Supplied text

1) Would you rather have a computer that gives bad dating advice (constantly), of snickers quietly to itself whenever you do something it disapproves of?
The results were pretty even, but most people said bad dating advice.
My answer: The same I guess, the idea of my computer chuckling quietly to itself is kinda scary.
2) Would you rather have a computer that threatened to publish all your drafts when you kept it unplugged, or that wouldn't let you edit your drafts once you published them?
Most people said "threatened to publish"
My answer: I agree
3) Would you rather have a computer that gave good life advice, or automatically posted witty and intelligent responses to people's comments?
Most people said "witty and intelligent" answers.
My answer: I need life advice :/
4) Would you rather have a computer that could fly, or one that had a functional arm attached to it?
Most people said they wanted one with a functional arm.
My answer: As well you should
5) Would you rather have a pair of sticks or, pair of rocks, or a stick and a rock?
The answers were pretty varied
My answer: Hmm, a stick and a rock. I'll go for versatility.
6) You now choose between a 2 ft rope and a tube of super glue, in addition to the items you chose from the last question. What do you do with them?
Most people said rope, although some of the reasons were... concerning.
My answer: Ima superglue my rock to my stick and make a rock-stick
7) You now choose between a go kart and and a grappling hook and add it to your previous items. What do you do with your arsenal?

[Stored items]
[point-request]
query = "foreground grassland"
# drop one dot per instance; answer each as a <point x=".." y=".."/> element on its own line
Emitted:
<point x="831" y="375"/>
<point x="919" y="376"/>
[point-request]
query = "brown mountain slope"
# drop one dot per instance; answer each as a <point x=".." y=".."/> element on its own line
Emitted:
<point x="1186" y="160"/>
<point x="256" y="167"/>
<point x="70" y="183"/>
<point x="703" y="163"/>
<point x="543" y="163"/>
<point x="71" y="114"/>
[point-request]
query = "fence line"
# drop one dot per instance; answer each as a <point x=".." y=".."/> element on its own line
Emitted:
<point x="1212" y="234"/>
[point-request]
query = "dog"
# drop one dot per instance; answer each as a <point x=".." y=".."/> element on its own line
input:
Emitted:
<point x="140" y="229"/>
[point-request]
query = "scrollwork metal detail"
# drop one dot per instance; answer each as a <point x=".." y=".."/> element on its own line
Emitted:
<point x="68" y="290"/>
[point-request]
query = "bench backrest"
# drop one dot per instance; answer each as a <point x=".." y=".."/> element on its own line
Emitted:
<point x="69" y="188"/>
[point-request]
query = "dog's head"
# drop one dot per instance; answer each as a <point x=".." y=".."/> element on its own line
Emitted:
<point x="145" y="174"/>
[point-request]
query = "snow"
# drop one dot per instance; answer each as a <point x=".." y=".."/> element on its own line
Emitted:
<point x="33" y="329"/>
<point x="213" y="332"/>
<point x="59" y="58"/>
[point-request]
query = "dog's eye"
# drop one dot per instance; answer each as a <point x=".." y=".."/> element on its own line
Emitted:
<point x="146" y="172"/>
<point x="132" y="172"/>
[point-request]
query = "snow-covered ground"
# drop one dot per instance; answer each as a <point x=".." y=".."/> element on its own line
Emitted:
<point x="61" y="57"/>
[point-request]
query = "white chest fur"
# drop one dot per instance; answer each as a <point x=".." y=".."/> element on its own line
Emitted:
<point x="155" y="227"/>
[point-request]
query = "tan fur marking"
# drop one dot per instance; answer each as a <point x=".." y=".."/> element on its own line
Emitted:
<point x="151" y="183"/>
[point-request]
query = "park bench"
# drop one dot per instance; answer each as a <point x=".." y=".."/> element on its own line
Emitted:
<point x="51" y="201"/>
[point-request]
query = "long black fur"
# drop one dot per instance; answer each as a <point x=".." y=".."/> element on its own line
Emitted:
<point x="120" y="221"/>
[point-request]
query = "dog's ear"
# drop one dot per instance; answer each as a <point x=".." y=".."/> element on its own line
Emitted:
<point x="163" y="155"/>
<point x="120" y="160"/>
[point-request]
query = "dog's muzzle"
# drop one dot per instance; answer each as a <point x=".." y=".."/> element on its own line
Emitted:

What is expected
Transcribe the passage of the would-you-rather text from "My answer: I agree" to "to people's comments?". The entries originate from a source separate from the would-you-rather text.

Response to this task
My answer: I agree
3) Would you rather have a computer that gave good life advice, or automatically posted witty and intelligent responses to people's comments?